+++ INFORMATION GIVEN +++

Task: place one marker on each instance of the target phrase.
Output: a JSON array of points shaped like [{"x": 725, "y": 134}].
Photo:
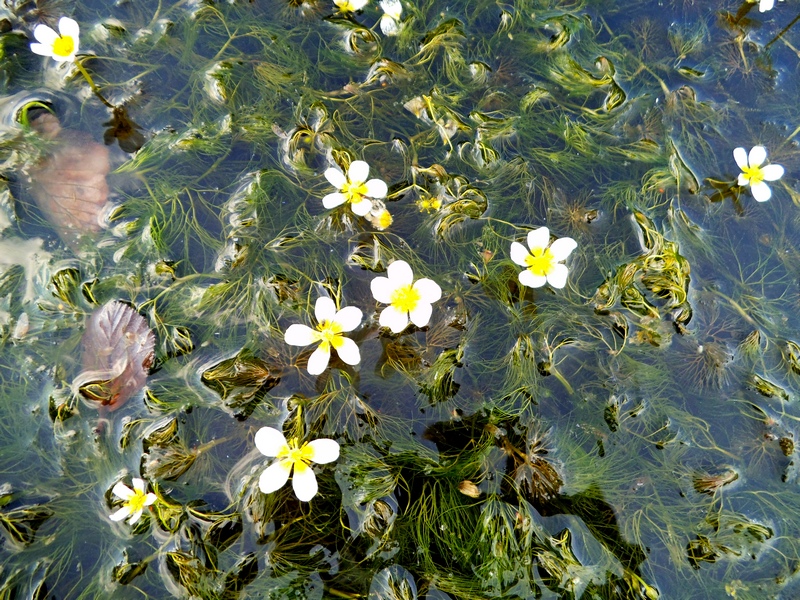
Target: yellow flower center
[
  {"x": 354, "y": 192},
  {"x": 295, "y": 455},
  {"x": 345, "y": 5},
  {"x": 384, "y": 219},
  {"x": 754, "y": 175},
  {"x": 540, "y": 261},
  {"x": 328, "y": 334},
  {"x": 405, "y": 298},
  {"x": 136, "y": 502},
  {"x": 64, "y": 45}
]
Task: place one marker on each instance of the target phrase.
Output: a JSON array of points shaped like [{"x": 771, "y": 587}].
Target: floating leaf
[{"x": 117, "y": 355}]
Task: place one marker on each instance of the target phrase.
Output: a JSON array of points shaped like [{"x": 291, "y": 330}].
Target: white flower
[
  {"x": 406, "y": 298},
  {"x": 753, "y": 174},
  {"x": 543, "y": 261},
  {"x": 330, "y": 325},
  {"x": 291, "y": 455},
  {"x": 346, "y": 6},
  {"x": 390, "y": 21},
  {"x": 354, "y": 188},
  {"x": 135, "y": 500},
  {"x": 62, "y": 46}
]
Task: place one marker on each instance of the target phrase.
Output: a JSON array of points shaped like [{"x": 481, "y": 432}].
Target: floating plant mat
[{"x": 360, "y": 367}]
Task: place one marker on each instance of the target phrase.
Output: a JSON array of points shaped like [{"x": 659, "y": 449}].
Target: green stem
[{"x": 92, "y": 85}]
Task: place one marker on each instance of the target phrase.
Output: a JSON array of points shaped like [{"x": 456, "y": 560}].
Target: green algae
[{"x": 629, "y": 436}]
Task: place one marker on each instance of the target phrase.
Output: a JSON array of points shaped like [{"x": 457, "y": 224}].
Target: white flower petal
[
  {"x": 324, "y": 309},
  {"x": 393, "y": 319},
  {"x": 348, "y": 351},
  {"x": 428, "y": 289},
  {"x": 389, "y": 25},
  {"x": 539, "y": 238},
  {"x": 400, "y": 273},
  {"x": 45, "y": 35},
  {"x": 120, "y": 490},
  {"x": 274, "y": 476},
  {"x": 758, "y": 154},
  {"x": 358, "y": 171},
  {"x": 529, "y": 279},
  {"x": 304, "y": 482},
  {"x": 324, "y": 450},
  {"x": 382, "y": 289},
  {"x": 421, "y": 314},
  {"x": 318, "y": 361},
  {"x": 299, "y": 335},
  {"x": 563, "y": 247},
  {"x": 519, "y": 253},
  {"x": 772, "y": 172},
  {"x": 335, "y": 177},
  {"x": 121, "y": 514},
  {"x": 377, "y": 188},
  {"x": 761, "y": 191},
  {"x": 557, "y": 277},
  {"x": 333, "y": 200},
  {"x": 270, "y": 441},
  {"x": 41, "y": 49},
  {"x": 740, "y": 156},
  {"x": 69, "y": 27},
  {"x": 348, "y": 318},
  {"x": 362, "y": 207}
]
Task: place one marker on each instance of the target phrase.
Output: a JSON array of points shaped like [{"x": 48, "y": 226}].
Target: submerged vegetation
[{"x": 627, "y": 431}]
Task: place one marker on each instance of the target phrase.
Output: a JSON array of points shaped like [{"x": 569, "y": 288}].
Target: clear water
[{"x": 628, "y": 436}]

+++

TASK PROMPT:
Show each line from the data items above that contains the string "JSON". Copy those lines unchanged.

OUTPUT BELOW:
Output: a JSON array of points shaped like [{"x": 725, "y": 134}].
Output: a JSON array of points shaped like [{"x": 771, "y": 587}].
Output: a JSON array of points shaped like [{"x": 291, "y": 330}].
Output: a JSON array of points shaped like [{"x": 481, "y": 432}].
Output: a JSON array of points shaped like [{"x": 659, "y": 449}].
Output: a JSON array of points shaped like [{"x": 456, "y": 560}].
Output: a JSON array of points shaped like [{"x": 457, "y": 224}].
Output: a JSON array of points shaped like [{"x": 48, "y": 226}].
Output: a JSON array of points shaped like [{"x": 569, "y": 288}].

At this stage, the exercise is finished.